■ Texto proporcionado:
──────────

Dentro de los estrenos que cierran el año cinematográfico, Cónclave destaca por el hecho de proponer un vibrante thriller, basado en la novela homónima de Robert Harris, que pone sobre la mesa la parte más política del funcionamiento de la curia romana. Por Tonio L. Alarcón
La clave de la popularidad de la literatura del británico de Robert Harris está en su amplia experiencia como periodista político. Esa observación, e incluso ese contacto directo con los poderosos (tenía una relación personal bastante estrecha con Tony Blair), le ha permitido ofrecer al público ficciones, incluso cuando han estado ambientadas en época tan pretéritas como su trilogía de Cicerón o Pompeya, que apelan de forma directa a cómo la clase política siempre ha estado y seguirá estando atada a las miserias del poder y al peso de la ambición.
Una perspectiva desde la que abordó también Cónclave. Pese a que la novela tiene mucho de estudio antropológico del actual proceso de sucesión papal, cargado de liturgias que conectan directamente con la propia doctrina católica, en puridad lo que hace Harris es sacar a la luz cómo, tras la supuesta ejemplaridad de los altos representantes de la Iglesia católica, laten los mismos impulsos y la misma tendencia a la manipulación que cualquiera que tenga la posibilidad de acceder al poder.
Desde ese ángulo ha construido el guión de Cónclave (2024) el también dramaturgo Peter Straughan. Más allá del aspecto casi folclórico de la ambientación en la curia romana, lo que ha hecho es subrayar el componente de thriller político de la obra original, convirtiendo las sucesivas votaciones de los cardenales en el esqueleto básico de una trama que se va enrareciendo a cada iteración. Cada vez que se hace imposible un consenso, se desatan debates internos, intrigas y revelaciones que destapan, de forma cada vez más acuciante, las miserias de una Iglesia asfixiada en su propio tradicionalismo.

──────────

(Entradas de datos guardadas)
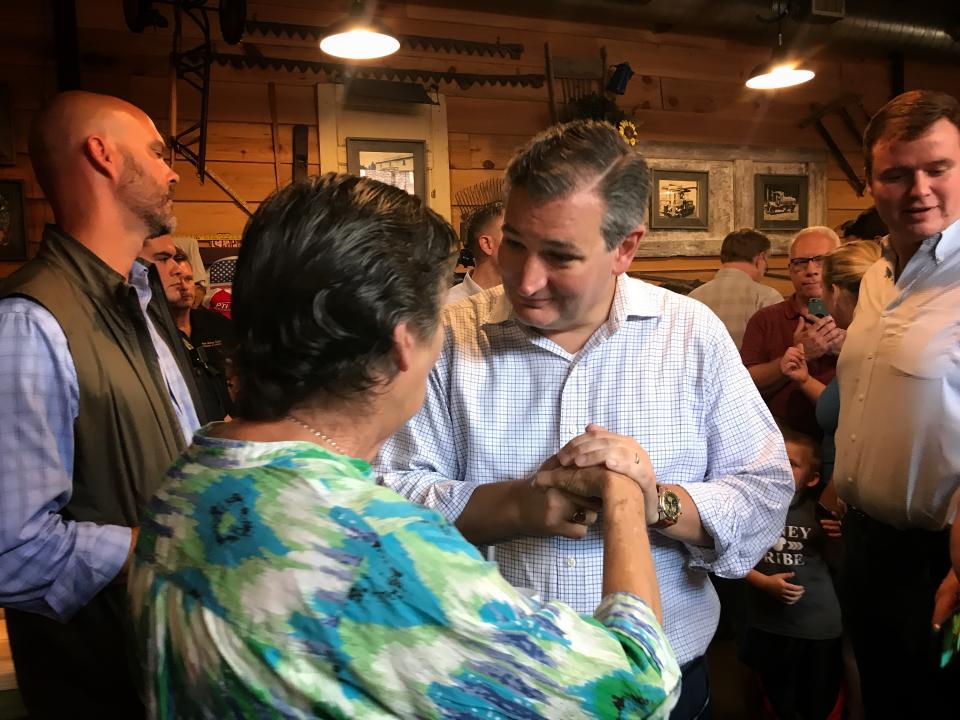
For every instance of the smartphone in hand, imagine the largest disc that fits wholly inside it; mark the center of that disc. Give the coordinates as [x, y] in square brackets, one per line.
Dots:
[816, 307]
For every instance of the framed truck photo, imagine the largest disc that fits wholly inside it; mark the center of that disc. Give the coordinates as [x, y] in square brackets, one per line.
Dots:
[679, 199]
[780, 202]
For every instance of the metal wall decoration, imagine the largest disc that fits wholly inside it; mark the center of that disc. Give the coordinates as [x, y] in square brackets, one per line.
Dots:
[338, 72]
[780, 202]
[13, 230]
[412, 42]
[679, 199]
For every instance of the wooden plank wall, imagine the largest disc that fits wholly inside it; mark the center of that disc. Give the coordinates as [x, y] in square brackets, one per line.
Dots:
[686, 89]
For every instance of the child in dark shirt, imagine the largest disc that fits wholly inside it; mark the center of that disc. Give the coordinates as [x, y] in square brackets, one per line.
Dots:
[793, 635]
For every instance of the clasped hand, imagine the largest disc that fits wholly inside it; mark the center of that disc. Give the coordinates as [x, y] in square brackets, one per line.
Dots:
[582, 471]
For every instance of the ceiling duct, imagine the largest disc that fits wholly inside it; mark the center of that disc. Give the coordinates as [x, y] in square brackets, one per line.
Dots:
[930, 28]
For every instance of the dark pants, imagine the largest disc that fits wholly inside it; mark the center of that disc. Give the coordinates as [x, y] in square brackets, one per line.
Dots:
[77, 669]
[694, 702]
[888, 585]
[800, 677]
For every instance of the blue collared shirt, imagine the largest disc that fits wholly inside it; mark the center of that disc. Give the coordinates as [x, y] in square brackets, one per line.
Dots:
[50, 565]
[898, 438]
[663, 370]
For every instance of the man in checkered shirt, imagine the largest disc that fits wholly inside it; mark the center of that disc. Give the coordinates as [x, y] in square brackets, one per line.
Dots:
[574, 365]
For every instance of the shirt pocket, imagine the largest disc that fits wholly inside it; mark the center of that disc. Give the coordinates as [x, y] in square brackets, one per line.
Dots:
[925, 341]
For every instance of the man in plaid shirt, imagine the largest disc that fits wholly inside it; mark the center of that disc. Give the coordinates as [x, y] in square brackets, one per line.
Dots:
[572, 366]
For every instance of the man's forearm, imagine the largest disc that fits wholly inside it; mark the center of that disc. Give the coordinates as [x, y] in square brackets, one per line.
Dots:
[688, 529]
[492, 513]
[767, 376]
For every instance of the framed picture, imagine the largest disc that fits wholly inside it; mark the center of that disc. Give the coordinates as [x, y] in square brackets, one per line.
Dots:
[13, 229]
[679, 200]
[780, 202]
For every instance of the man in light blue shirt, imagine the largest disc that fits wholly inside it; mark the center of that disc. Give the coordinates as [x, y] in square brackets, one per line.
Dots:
[572, 365]
[898, 438]
[95, 405]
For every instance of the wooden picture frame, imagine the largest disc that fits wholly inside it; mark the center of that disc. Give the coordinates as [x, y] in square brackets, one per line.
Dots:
[679, 199]
[780, 202]
[13, 221]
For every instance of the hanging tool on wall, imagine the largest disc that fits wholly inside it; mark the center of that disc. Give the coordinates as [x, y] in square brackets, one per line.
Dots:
[841, 108]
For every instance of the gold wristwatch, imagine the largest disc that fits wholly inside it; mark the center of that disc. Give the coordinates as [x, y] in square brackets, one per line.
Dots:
[668, 508]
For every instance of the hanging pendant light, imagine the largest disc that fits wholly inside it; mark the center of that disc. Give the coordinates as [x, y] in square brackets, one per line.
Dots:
[780, 71]
[359, 37]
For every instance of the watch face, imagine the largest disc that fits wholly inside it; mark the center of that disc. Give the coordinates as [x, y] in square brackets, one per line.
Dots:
[670, 504]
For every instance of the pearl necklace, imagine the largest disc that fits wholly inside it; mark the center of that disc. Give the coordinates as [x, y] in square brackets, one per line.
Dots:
[326, 438]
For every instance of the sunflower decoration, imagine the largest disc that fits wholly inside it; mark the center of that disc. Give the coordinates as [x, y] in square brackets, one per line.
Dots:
[628, 131]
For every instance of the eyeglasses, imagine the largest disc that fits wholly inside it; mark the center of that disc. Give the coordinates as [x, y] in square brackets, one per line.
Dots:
[797, 263]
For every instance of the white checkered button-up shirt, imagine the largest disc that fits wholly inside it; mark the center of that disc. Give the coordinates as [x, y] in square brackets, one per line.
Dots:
[663, 370]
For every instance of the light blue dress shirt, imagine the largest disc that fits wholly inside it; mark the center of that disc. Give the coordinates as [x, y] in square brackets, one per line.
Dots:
[50, 565]
[663, 370]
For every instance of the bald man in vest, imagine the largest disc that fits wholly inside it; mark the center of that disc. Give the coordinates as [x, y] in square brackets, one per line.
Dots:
[95, 405]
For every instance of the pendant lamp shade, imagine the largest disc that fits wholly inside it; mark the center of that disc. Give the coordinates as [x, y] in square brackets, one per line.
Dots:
[778, 73]
[359, 37]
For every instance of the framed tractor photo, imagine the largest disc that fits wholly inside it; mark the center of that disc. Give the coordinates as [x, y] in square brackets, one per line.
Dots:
[679, 199]
[780, 202]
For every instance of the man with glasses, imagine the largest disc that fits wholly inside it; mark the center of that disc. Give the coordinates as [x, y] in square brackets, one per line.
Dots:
[772, 330]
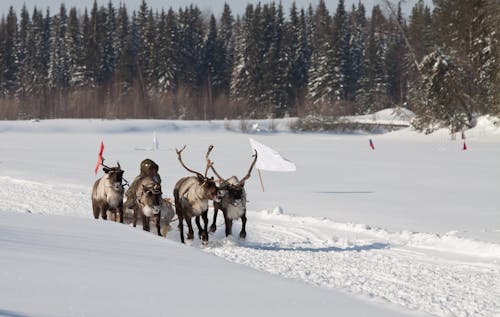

──────────

■ Instrucciones y requisitos: Retoma el texto sobre la película Cónclave y sigue escribiéndolo a partir de su última frase.

■ Resultado obtenido:
En ese sentido, el largometraje, igual que hiciera antes Harris sobre el papel, utiliza a los distintos candidatos para ilustrar, a grandes rasgos, las divisiones teológicas dentro del catolicismo, desde el conservadurismo extremo que defiende el representante del Dicasterio para la Doctrina de la Fe, el Cardenal Tedesco (Sergio Castellitto), al aperturismo procedente de la Teología de la Liberación que representa el Cardenal Benítez (Carlos Diehz).
El director Edward Berger, consciente de las posibilidades del material, abraza con entusiasmo el componente de thriller de Cónclave, construyendo una atmósfera de tensión progresiva, inspirada en el cine conspiranoico de los 70 (El último testigo (1974) de Alan J. Pakula es una referencia confesa), que se basa sobre todo en la sensación de encierro de todos los personajes. A diferencia de tantas películas contemporáneas que emplean el formato cuadrado para transmitir asfixia, Berger y su director de fotografía, el francés François Reumont (habitual del cine de Jacques Audiard hasta De óxido y hueso (2012)), prefieren explotar el panorámico del 2,39:1 para enfatizar lo claustrofóbico de los espacios. No solamente la versión de la Casa de Santa Marta creada para el largometraje, y según la diseñadora de producción Suzie Davis, diseñada con aire de prisión. Incluso la reproducción de la Capilla Sixtina que se realizó en Cinecittà transmite una sensación similar, pues Berger y Reumont subrayan la concepción vertical de la estancia.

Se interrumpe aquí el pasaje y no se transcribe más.